• WHAT TO DO
Copy out the part of the records that follow, starting with the line containing "In the picture above, where can the bmac" and running through the final line of the records, without changing a single character.

• STORED DATA

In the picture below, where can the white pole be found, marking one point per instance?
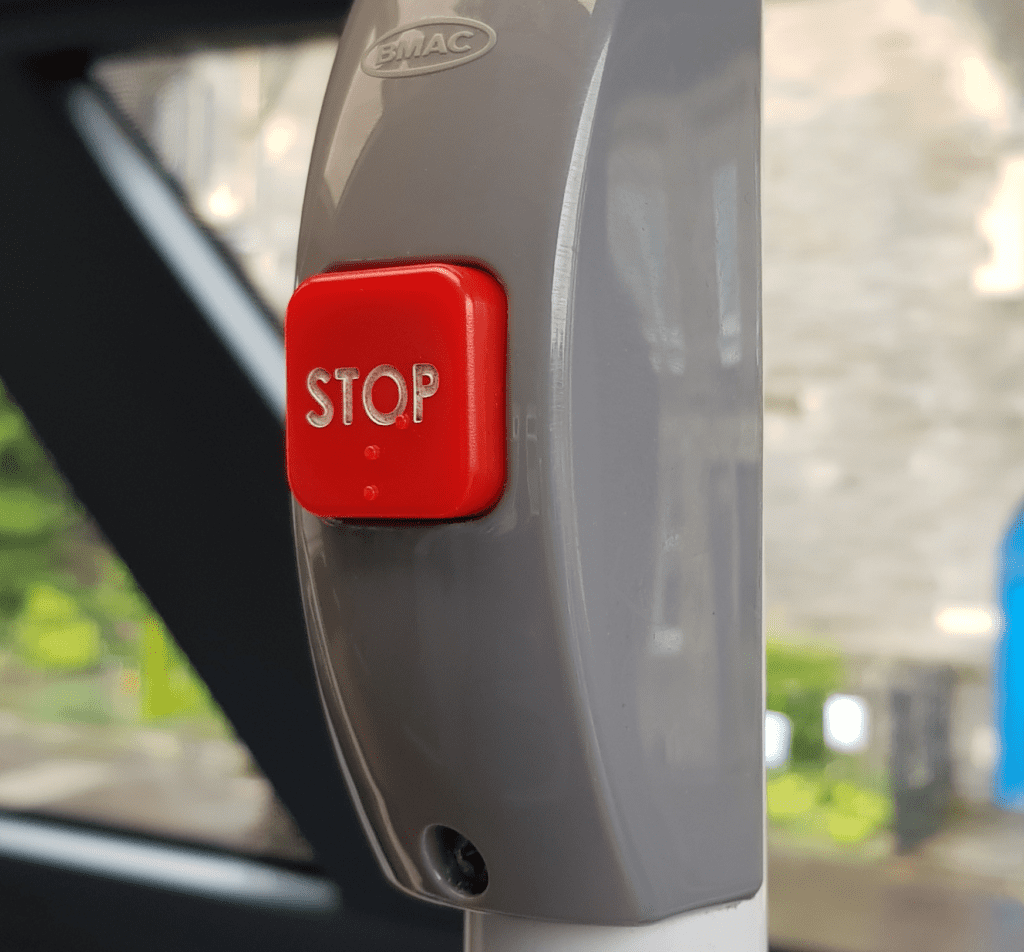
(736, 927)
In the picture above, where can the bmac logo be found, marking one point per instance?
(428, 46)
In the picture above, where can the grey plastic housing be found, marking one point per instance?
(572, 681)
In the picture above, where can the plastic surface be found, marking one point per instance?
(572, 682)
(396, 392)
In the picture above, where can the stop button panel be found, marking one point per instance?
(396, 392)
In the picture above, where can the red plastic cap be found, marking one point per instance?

• OUTPUT OF THE TASK
In the picture above, where can the bmac logo be found, marking one point per instance?
(428, 46)
In the picture above, where can the grey plastic housing be found, marking one point per instance?
(572, 681)
In the picture above, where can the plastic surface be found, marking one point per instance?
(572, 682)
(396, 392)
In the picture above, where can the stop button panel be found, marking one point per instance?
(396, 392)
In the picture above, where can the red plastic cap be found, marking one point per instance?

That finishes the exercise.